* _読む文章_
母シカのたどたどしい平仮名で書かれた手紙でした。
文字を読むことさえ出来ないと思っていた母からの思いがけない手紙を読む英世の目には熱い涙が溢れていました。
母シカの手紙
おまイの。しせ (出世) にわ。みなたまけました。わたくしもよろこんでをりまする。たなか (田中) のかんのんさまに。さまに。ねん (年) よこもり (夜籠り) をいたしました。
べん京 (勉強) なぼでもきりがない。
いボし (鳥帽子 地名 ここでは債権者)(方) わこまりをりますか。
おまいか。きたならば。もしわけ (申し訳) かてきましょ。
はるになると。みなほカいド (北海道) に。いてしまいます。
わたしもこころぼそくありまする。ドかはやく。きてくだされ。
かねを。もろたこトたれにもきかせません。
それをきかせるト。みなのれ (飲まれ) てしまいます。
はやくきてくたされ。  はやくきてくたされ。
はやくきてくたされ。 はやくきてくたされ。
いしよ (一生) のたのみて。ありまする。
にし (西) さむいてわ。おかみ (拝み)

* _与えられた依頼 1_
上の文章で、母シカは、春になるとみながどこへ行ってしまうと書いていますか。

* _データセット_
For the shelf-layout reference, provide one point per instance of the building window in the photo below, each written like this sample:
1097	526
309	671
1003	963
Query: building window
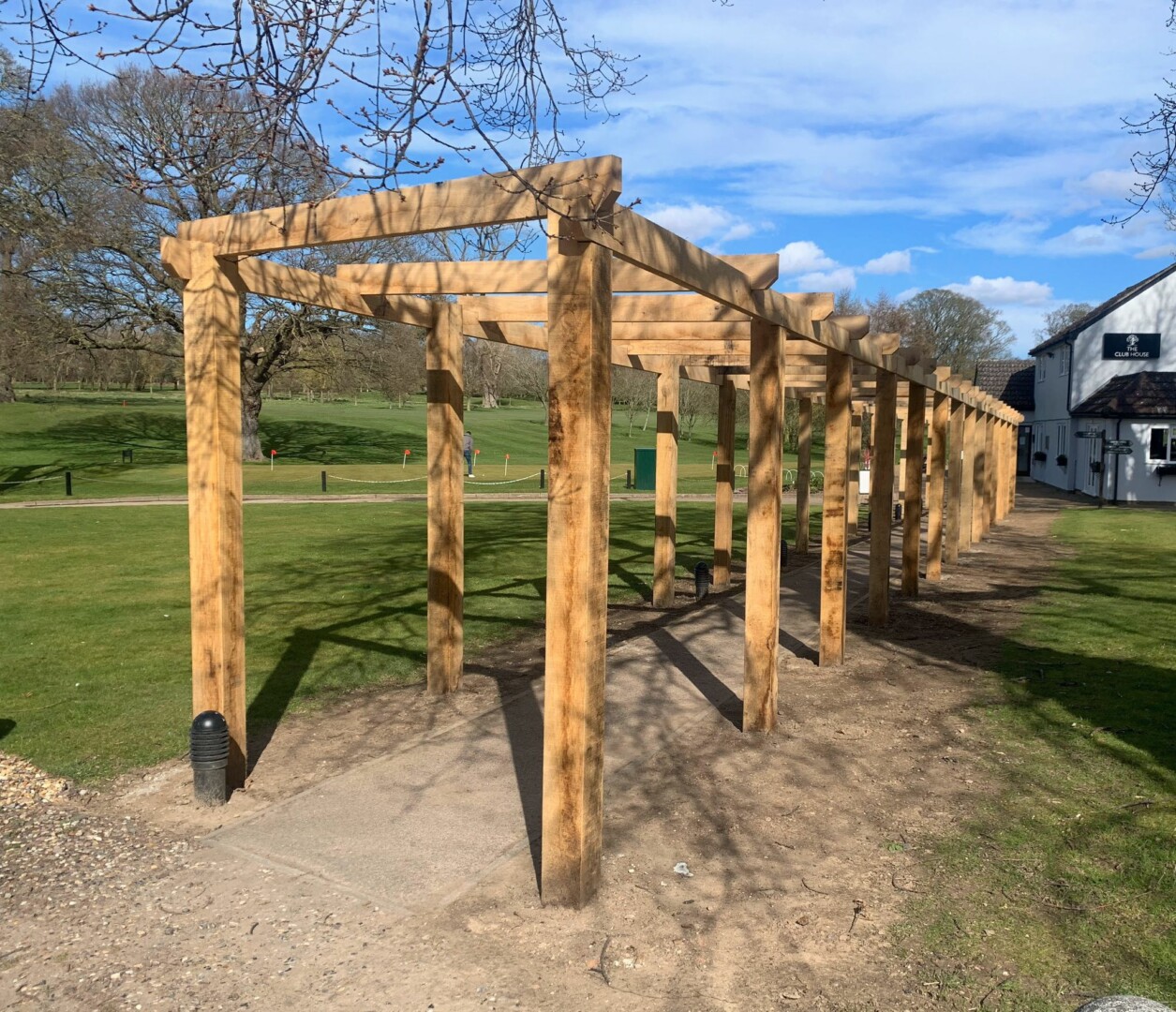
1163	444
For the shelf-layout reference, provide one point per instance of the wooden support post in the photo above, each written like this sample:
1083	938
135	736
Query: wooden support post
990	472
1013	467
854	491
978	511
579	422
833	512
901	463
1002	471
935	475
968	480
446	499
765	493
803	471
913	498
955	484
882	496
212	369
665	495
724	484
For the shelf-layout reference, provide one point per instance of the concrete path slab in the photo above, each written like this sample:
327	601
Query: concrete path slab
416	828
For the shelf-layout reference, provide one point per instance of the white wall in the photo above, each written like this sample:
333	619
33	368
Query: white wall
1136	474
1151	312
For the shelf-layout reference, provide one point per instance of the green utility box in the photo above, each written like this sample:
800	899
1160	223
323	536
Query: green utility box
645	469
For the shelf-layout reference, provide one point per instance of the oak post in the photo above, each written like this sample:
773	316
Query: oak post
665	496
936	467
955	484
803	471
978	511
579	421
853	503
724	484
446	499
212	368
990	472
765	493
900	468
913	496
1002	471
833	512
882	495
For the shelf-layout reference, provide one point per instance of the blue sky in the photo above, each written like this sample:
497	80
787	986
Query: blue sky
899	146
894	146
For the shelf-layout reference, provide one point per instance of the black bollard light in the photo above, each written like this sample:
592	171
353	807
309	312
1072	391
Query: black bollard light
701	581
210	758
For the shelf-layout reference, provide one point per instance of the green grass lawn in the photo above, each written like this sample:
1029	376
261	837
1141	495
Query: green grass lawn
361	446
1068	882
96	613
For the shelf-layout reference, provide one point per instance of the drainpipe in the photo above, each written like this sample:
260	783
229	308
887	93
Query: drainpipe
1070	472
1117	457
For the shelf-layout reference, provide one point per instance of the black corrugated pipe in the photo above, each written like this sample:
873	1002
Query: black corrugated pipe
701	581
210	757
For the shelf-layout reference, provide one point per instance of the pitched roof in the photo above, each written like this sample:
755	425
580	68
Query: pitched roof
1098	312
1010	380
1134	395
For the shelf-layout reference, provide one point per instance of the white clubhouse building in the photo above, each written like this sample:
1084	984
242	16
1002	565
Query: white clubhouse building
1102	417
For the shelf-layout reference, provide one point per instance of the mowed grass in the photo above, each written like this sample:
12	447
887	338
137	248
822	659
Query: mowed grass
1068	883
361	446
96	613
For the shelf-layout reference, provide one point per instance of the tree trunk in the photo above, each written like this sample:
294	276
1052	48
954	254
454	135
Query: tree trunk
250	411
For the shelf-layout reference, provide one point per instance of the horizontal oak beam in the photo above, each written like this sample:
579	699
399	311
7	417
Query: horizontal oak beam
490	199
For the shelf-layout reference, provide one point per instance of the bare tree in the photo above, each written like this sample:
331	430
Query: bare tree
527	374
1062	319
955	329
696	402
416	82
634	391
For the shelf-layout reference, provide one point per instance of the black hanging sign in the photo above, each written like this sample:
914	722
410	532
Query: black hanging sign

* _与えられた依頼 2_
記録のうち、「the black hanging」を含む行から始め、記録の最後の行まで（両端の行を含む）を、「番号」と「内容」の2列を持つMarkdownの表として示してください。空行は除いてください。

* _出力全文 1_
北海道です。

* _出力全文 2_
| 番号 | 内容 |
|---|---|
| 1 | For the shelf-layout reference, provide one point per instance of the black hanging sign in the photo above, each written like this sample: |
| 2 | 914	722 |
| 3 | 410	532 |
| 4 | Query: black hanging sign |